- _THE PROBLEM_
Turn the paragraph of the article on childhood liver cancer that begins "The study consisted of 794 children" into a short bulleted list that keeps its main facts.

- _PASSAGE PROVIDED_
# # # # #
Over the last 30 years, cases of childhood liver cancer have increased in the United States, Australia and a Canadian province.
The incidence of pediatric hepatic cancer has increased over the last 30 years in the United States, Australia and Ontario, Canada, according to data published in Cancer.
“Liver cancer continues to remain a global burden, with incidence rates increasing across all ages,” the study authors wrote. “Results from the current study have confirmed observations from other epidemiological studies noting the increasing incidence of hepatic cancers in children.”
Pediatric hepatic cancer is very rare, and as a result it is difficult to identify factors that contributor to its incidence and survival among patients. Identifying trends in pediatric hepatic cancer incidence and survival in Ontario, Canada; the U.S.; and Australia was the main goal of the study. A second goal was to study the patient’s characteristics at time of diagnosis.
The study consisted of 794 children; 148 of which were in Ontario, 400 in the U.S., and 246 in Australia. Children younger than 15 and diagnosed with hepatic cancer between 1985 and 2013 were included in the analysis. The study authors identified the patients using population-based registries and followed them from their time of diagnosis up until Dec. 31, 2015.
# # # # #
Stored items:
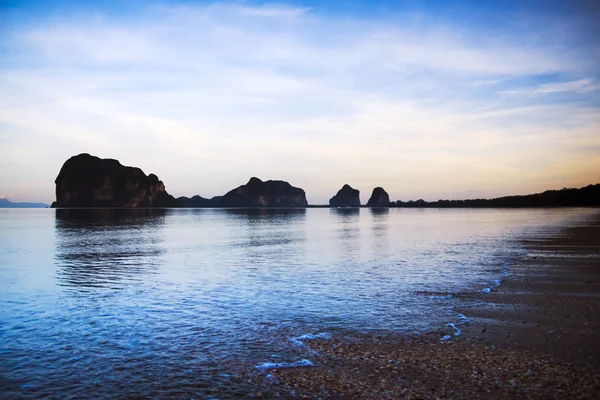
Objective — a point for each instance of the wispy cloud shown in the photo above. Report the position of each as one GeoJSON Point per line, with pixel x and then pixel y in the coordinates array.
{"type": "Point", "coordinates": [205, 95]}
{"type": "Point", "coordinates": [578, 86]}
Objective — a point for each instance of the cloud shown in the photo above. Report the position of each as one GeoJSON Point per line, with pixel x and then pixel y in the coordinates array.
{"type": "Point", "coordinates": [578, 86]}
{"type": "Point", "coordinates": [206, 95]}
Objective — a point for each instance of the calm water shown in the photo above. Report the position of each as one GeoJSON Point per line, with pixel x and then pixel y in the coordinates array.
{"type": "Point", "coordinates": [167, 302]}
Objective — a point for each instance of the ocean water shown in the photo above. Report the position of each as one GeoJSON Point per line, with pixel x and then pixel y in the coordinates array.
{"type": "Point", "coordinates": [170, 303]}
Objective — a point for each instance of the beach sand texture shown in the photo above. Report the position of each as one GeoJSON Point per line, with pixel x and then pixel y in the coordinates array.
{"type": "Point", "coordinates": [536, 335]}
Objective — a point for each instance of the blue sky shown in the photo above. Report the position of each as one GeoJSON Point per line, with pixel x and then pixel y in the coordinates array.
{"type": "Point", "coordinates": [427, 99]}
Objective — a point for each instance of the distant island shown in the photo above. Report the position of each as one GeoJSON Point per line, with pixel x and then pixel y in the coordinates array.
{"type": "Point", "coordinates": [88, 181]}
{"type": "Point", "coordinates": [4, 203]}
{"type": "Point", "coordinates": [585, 197]}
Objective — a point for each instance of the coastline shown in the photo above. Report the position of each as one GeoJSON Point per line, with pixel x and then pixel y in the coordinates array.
{"type": "Point", "coordinates": [533, 336]}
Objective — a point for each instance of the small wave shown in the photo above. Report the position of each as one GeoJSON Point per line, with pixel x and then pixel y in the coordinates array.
{"type": "Point", "coordinates": [296, 364]}
{"type": "Point", "coordinates": [299, 340]}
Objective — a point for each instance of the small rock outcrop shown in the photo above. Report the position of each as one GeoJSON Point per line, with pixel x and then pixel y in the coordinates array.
{"type": "Point", "coordinates": [379, 198]}
{"type": "Point", "coordinates": [346, 197]}
{"type": "Point", "coordinates": [257, 193]}
{"type": "Point", "coordinates": [199, 201]}
{"type": "Point", "coordinates": [88, 181]}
# # # # #
- _OUTPUT OF THE TASK_
- 794 children took part: 148 in Ontario, 400 in the U.S. and 246 in Australia.
- All were under 15 and were diagnosed with hepatic cancer between 1985 and 2013.
- Patients were identified through population-based registries.
- They were followed from diagnosis until Dec. 31, 2015.